• The tasks
1. Please list every book or series title named in the Moria thread.
2. Reproduce the part of the Moria thread starting with "## Retrovertigo (Jan" and going on through "JeffF. (Jan 4, 2002)".

• Text shown

# Return to Moria & the mysterious Durin VII



## JeffF. (Jan 3, 2002)

The mystery of that untold of last Durin (from the appendix on Durin's Folk) and the opportunity for Durin's folk to retake their ancient mansions is told in another story by another author. Dennis McKiernan takes a few elements from Tolkien's Return of the King (Lord of the Rings vol 3) and creates a wonderful story. The names of characters and peoples are changed for the sake of copyright. Through my many re-readings of the Lord of the Rings I often wondered if the Dwarves were able to return to Moria. In the appendix of return of the King there is a tantalizing geneaology of Durin's line. Durin VII (and last) is listed and the reader wonders if this last Durin led his people back to Khazad Dum (Moria) after the fall of Sauron. This is the story of his battle to win back the home of his people. The horn presented by Eomer to Meriadoc is the key to the battle. I was wondering if anyone else like Mckiernan's Silver Call Duology and his version of the Dwarves return to Khazad-Dum.


----------



## Retrovertigo (Jan 4, 2002)

I've heard a lot about those sorts of things lately. Like people don't have enough time to think up something original, and so much better than a pale copy in poor taste.


----------



## JeffF. (Jan 4, 2002)

(Pointing records)
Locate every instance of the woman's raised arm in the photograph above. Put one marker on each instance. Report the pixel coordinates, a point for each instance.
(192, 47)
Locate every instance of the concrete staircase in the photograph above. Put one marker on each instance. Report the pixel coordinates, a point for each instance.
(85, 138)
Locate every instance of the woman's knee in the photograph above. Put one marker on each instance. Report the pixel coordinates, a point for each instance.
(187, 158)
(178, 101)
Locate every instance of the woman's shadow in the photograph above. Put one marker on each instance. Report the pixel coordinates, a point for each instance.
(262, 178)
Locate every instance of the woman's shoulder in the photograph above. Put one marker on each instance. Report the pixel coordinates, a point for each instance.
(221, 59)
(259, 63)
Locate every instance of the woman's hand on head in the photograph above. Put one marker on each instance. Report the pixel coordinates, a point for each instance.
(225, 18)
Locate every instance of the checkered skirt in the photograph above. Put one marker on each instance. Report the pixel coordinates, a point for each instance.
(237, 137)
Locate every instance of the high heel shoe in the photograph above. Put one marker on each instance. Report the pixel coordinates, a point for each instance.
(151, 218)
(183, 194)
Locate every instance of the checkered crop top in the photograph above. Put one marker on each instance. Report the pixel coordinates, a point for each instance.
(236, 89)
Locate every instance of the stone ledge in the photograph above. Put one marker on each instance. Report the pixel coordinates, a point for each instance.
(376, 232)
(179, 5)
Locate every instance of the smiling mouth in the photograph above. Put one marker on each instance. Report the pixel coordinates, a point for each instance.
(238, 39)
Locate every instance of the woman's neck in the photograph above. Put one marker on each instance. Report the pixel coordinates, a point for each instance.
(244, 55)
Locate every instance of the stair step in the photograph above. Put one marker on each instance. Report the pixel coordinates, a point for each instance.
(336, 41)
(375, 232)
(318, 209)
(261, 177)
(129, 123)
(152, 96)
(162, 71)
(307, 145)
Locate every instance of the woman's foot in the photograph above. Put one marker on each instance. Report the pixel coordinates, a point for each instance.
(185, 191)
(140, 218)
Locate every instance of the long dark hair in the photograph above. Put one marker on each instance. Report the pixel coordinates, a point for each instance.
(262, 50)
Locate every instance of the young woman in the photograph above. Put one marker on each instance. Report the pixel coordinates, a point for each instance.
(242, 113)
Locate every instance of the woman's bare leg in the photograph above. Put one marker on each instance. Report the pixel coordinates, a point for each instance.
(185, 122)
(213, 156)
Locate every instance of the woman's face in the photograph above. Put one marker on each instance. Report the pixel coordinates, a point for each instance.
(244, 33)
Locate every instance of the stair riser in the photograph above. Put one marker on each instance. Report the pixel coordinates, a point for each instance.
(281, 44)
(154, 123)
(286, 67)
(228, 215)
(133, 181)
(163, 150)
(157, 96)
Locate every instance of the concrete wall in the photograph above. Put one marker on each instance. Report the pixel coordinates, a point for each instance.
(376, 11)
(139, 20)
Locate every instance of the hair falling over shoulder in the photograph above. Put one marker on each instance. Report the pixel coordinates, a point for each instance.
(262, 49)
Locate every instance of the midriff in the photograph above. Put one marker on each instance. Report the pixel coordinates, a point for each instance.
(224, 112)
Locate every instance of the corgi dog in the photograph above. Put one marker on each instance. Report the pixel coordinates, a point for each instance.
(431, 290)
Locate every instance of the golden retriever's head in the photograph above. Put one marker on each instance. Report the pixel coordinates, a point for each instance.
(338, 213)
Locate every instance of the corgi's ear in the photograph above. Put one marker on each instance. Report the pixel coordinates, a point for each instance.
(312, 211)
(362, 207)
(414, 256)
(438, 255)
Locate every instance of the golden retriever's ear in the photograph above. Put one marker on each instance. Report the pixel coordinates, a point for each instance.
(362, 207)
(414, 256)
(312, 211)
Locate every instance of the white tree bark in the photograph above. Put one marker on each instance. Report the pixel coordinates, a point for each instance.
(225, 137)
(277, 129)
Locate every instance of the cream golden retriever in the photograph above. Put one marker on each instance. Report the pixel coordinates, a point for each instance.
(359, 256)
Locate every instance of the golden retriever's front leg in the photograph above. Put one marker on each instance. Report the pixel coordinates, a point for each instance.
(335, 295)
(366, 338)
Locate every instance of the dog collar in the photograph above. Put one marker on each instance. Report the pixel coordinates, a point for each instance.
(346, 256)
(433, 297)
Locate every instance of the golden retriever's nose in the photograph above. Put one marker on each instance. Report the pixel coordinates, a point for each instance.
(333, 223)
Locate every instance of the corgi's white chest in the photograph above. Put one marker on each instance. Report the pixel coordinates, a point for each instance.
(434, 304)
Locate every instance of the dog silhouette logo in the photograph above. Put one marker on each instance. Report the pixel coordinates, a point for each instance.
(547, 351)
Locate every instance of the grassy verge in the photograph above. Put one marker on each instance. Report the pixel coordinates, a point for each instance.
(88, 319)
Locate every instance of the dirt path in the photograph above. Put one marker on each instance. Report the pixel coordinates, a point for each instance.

• Expected outputs
1.
- Return of the King
- Lord of the Rings
- Silver Call Duology

2.
## Retrovertigo (Jan 4, 2002)

I've heard a lot about those sorts of things lately. Like people don't have enough time to think up something original, and so much better than a pale copy in poor taste.


----------



## JeffF. (Jan 4, 2002)